### Ausgangstext
==*==
Entgegen der Auffassung des Landesarbeitsgerichts und der Revision kommt dem Kriterium der „Betriebszugehörigkeit“ kein ausschlaggebendes Gewicht zu.

In Anbetracht des deutlich höheren Lebensalters des Ausbilders v. A. (55 Jahre im Vergleich zum Kläger mit 42 Jahren) kann vorliegend nicht ohne weiteres davon ausgegangen werden, dass der Kläger allein auf Grund seiner Betriebszugehörigkeit von gut acht Jahren im Verhältnis zu einer Tätigkeit des Mitarbeiters v. A. bei der Beklagten von gut drei Jahren deutlich schutzwürdiger im Sinne der oben genannten Grundsätze ist. Dementsprechend wäre die Sozialauswahl wohl selbst dann noch als ausreichend zu qualifizieren, wenn man die mit dem Prozessvergleich „anerkannte“ Vorbeschäftigungszeit als Betriebszugehörigkeitszeiten nicht einrechnet.

II.
==*==
### Daten zur Prüfung
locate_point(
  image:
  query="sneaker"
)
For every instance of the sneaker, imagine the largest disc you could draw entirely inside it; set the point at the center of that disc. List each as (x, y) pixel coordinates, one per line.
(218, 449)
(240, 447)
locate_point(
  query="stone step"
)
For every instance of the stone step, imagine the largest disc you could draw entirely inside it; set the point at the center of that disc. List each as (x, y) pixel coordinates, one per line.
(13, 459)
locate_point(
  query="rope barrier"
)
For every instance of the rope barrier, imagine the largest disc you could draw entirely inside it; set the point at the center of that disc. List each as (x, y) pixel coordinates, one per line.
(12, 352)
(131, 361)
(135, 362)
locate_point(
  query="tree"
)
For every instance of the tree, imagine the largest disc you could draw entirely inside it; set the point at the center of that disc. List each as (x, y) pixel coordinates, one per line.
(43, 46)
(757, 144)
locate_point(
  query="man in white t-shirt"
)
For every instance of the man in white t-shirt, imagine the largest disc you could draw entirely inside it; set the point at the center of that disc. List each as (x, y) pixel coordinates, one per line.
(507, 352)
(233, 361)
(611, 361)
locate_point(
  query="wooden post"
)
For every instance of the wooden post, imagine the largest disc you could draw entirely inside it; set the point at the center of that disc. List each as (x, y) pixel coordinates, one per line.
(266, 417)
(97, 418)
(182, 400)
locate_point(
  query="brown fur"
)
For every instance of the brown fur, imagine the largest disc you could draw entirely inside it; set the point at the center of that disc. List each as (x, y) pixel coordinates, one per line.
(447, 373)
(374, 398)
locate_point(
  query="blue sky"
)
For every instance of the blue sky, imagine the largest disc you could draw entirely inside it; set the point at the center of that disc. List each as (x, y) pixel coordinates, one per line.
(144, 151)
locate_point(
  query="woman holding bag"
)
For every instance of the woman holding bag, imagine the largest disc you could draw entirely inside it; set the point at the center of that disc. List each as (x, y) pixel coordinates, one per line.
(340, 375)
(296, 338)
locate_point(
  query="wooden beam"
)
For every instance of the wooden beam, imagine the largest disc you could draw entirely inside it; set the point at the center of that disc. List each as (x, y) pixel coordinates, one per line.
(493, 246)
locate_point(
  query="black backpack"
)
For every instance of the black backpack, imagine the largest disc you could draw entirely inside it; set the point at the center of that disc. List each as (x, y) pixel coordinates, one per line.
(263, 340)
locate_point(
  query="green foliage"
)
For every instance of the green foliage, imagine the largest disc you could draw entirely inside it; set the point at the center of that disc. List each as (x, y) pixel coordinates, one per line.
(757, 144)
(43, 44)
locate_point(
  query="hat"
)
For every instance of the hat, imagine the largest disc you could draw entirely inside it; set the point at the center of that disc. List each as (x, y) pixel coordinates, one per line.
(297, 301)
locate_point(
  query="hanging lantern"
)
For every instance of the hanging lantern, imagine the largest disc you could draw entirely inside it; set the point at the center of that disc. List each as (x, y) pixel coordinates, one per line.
==*==
### Übungsaufgaben
1) Prüfen Sie, ob die folgenden Aussagen mit dem Ausgangstext übereinstimmen. Antworten Sie jeweils mit Ja oder Nein und zitieren Sie die entscheidenden Worte aus dem Ausgangstext.
(a) Der Ausbilder v. A. ist 55 Jahre alt.
(b) Der Kläger gehört dem Betrieb seit gut drei Jahren an.
(c) Nach dem Ausgangstext hat das Kriterium der Betriebszugehörigkeit ausschlaggebendes Gewicht.
2) Wie lange ist der Mitarbeiter v. A. laut Ausgangstext bei der Beklagten tätig?

### Lösungen
1)
(a) Ja: „55 Jahre im Vergleich zum Kläger mit 42 Jahren“
(b) Nein: „Betriebszugehörigkeit von gut acht Jahren“
(c) Nein: „kein ausschlaggebendes Gewicht zu“

2) Gut drei Jahre.